::: Data excerpts :::
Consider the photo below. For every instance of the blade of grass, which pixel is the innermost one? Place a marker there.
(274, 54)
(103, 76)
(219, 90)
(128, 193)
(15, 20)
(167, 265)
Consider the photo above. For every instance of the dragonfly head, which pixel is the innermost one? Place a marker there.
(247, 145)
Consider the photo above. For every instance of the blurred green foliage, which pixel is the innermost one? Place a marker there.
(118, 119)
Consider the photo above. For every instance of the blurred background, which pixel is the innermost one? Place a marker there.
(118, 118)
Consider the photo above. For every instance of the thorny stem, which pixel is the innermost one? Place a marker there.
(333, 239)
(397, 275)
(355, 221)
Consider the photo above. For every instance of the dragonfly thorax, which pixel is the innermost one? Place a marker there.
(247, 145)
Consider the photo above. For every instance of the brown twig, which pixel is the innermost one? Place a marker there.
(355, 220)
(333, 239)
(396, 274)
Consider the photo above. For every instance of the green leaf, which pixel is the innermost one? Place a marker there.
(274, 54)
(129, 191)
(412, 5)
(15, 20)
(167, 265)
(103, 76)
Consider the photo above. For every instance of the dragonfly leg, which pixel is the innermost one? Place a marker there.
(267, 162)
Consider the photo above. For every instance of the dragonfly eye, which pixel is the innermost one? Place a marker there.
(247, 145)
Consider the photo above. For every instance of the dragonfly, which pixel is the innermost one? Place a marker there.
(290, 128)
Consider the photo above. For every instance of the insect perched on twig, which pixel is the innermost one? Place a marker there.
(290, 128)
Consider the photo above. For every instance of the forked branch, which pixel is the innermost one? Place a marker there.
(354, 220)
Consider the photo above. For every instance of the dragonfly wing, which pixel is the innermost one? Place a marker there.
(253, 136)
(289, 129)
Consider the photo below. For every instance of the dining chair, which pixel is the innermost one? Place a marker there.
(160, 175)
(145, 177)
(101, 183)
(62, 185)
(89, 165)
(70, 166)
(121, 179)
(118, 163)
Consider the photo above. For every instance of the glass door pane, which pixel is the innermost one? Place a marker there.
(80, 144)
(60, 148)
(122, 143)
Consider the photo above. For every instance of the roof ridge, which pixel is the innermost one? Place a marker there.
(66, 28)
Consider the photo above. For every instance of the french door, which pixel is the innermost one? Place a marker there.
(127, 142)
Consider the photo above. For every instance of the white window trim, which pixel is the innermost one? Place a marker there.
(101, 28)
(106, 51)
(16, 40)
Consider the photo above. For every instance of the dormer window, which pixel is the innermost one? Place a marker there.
:::
**Exercise prompt**
Every line from the one with "dragonfly wing, which" through the last line of the records above should be returned exactly, please, and no others.

**Written solution**
Consider the photo above. For every instance of the dragonfly wing, which pixel is the innermost one? Place a marker there.
(253, 136)
(289, 129)
Consider the photo below. For every instance of the dining chair, which pixel is the innermost one? Place a marker there.
(160, 175)
(145, 177)
(101, 183)
(62, 185)
(89, 165)
(70, 166)
(121, 179)
(118, 163)
Consider the photo above. For every instance of the glass door pane, which pixel is the innermost one? Place a marker there.
(80, 144)
(60, 148)
(122, 143)
Consider the photo above. For every instance of the roof ridge, which pixel is the innermost one? Place a marker there.
(66, 28)
Consider the photo above. For every instance of the french door, which pixel is the innermost one? Place a marker there.
(127, 142)
Consider the photo above. For every instance of the white window trim, which pixel is the innermost one? Place a marker there.
(101, 28)
(106, 51)
(16, 40)
Consider the photo above. For every instance of the dormer window, which pixel is the innermost one? Place a marker there.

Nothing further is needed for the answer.